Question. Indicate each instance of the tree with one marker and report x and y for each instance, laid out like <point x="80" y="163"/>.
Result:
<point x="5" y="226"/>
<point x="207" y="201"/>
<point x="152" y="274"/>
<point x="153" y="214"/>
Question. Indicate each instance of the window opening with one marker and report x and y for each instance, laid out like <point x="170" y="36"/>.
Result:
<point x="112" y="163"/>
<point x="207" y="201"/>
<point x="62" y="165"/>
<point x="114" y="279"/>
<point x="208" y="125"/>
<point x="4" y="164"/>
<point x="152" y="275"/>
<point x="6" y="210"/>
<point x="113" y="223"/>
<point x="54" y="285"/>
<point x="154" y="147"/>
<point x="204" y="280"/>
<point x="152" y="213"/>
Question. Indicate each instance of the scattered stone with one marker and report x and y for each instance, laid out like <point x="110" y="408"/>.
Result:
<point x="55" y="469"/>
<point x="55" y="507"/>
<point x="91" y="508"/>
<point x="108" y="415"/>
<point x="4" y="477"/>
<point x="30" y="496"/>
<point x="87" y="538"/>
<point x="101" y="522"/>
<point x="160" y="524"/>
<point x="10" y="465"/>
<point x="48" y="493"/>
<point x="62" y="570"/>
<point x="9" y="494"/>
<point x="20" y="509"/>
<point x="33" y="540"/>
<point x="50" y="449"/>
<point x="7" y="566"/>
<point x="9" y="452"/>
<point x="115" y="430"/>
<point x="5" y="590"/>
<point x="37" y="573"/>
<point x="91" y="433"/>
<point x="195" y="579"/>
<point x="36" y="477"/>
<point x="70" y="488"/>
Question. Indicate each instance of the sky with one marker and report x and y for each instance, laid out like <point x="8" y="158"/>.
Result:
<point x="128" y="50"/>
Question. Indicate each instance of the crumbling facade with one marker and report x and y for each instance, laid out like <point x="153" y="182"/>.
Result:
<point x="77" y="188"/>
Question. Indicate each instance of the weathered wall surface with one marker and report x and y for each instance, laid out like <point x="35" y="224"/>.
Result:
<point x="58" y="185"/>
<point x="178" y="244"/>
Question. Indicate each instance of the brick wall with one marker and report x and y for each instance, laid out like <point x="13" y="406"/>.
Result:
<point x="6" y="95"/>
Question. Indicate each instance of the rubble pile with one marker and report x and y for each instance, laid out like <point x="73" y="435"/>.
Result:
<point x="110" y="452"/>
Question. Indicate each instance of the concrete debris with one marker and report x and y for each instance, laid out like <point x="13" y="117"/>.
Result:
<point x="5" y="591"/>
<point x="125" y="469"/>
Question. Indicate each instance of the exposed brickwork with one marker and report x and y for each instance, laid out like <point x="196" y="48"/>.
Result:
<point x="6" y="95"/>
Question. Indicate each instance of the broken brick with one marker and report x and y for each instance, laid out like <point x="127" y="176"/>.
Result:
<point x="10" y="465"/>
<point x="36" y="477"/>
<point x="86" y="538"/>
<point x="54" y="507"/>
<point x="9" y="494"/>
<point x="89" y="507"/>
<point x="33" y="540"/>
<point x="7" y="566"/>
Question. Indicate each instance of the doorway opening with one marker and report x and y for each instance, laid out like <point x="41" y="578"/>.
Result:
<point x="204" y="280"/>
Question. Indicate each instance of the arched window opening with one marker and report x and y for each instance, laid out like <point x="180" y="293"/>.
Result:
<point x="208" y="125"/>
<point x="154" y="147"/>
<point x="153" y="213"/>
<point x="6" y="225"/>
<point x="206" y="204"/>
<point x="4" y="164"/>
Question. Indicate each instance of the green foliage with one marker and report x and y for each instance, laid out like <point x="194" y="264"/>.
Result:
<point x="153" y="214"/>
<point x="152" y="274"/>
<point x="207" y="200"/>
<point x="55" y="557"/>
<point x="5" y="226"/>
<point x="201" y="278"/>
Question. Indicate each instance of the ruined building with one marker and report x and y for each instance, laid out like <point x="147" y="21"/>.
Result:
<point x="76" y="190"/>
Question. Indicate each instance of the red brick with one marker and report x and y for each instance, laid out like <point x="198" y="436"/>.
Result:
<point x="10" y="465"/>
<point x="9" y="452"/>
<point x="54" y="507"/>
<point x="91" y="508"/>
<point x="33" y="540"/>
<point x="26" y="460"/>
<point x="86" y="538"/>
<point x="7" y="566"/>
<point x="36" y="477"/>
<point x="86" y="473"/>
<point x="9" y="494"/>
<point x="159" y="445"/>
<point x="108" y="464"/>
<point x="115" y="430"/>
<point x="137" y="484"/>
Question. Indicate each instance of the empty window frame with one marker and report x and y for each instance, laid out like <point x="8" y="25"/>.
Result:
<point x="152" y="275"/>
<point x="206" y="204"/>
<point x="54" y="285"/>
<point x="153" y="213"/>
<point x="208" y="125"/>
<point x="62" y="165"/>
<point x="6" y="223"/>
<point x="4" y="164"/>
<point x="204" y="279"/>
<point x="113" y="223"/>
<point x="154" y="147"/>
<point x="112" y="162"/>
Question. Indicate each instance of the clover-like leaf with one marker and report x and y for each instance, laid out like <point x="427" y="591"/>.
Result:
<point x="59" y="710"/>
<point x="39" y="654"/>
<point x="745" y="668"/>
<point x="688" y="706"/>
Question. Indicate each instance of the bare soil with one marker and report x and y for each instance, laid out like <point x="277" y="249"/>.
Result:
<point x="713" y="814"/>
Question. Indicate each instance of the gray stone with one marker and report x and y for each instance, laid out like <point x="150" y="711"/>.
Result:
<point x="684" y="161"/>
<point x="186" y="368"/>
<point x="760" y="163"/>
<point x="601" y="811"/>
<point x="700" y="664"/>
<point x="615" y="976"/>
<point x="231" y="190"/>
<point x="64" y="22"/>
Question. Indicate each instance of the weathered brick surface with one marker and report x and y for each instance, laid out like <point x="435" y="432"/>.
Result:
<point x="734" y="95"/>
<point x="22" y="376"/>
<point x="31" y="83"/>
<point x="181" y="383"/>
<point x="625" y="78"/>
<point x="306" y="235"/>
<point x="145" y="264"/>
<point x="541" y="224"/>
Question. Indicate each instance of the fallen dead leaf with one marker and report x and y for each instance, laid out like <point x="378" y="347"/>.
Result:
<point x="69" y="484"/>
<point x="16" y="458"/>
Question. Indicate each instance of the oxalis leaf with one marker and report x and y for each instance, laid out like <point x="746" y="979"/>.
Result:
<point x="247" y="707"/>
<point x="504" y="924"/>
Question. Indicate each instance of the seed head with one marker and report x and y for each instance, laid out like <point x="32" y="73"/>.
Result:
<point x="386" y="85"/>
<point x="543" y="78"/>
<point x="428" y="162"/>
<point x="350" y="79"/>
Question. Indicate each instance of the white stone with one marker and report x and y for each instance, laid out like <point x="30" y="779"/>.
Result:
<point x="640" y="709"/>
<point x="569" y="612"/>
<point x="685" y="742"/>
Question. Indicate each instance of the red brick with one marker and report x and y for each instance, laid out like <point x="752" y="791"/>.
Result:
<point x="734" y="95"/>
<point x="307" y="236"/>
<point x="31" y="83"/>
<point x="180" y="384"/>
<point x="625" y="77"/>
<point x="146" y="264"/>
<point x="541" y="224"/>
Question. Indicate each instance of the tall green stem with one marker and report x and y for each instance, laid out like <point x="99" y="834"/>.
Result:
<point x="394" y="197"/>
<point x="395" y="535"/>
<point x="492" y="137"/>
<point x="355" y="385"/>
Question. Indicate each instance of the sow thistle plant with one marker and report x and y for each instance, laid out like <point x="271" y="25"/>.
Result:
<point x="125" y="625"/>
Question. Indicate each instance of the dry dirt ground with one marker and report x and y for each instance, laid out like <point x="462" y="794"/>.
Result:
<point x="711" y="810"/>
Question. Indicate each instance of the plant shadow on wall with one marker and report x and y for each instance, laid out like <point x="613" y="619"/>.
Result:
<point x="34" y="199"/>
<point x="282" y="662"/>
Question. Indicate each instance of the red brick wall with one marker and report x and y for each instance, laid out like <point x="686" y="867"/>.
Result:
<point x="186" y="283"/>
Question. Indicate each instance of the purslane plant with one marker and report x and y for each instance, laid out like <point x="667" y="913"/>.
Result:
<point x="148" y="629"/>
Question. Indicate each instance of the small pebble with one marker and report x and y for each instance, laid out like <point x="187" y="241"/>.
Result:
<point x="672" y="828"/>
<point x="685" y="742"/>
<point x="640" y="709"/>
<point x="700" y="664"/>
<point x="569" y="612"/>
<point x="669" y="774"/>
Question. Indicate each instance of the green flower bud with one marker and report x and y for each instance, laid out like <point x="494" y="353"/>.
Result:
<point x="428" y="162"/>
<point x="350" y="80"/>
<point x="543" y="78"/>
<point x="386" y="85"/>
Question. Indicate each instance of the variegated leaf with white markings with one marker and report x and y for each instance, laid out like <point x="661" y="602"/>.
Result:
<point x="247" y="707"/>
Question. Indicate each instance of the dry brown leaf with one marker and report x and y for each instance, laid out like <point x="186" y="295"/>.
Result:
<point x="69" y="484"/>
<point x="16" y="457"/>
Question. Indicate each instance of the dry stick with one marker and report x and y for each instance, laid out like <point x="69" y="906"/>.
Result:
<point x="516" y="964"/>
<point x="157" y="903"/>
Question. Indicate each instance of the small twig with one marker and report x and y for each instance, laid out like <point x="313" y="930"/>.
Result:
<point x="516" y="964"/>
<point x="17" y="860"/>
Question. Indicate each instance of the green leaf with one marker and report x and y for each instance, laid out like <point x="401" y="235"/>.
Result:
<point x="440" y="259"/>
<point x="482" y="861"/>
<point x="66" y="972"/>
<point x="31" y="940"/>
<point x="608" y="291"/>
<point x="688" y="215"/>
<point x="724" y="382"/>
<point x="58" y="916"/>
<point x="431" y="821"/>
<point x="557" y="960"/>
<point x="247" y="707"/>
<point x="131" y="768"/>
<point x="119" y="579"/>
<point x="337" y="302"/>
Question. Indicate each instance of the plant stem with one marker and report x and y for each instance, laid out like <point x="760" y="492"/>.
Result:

• _PROBLEM TO WORK ON_
Pull every line containing "opening" from the data.

• _EXPECTED ANSWER_
Question. Indicate each instance of the window opening with one marker and report x and y for each instance, laid out like <point x="170" y="36"/>.
Question. Indicate each instance of the doorway opening with one marker and report x and y for each instance, laid out like <point x="41" y="578"/>.
Question. Indicate each instance of the arched window opening with one marker and report x and y for each instance, laid out like <point x="180" y="293"/>.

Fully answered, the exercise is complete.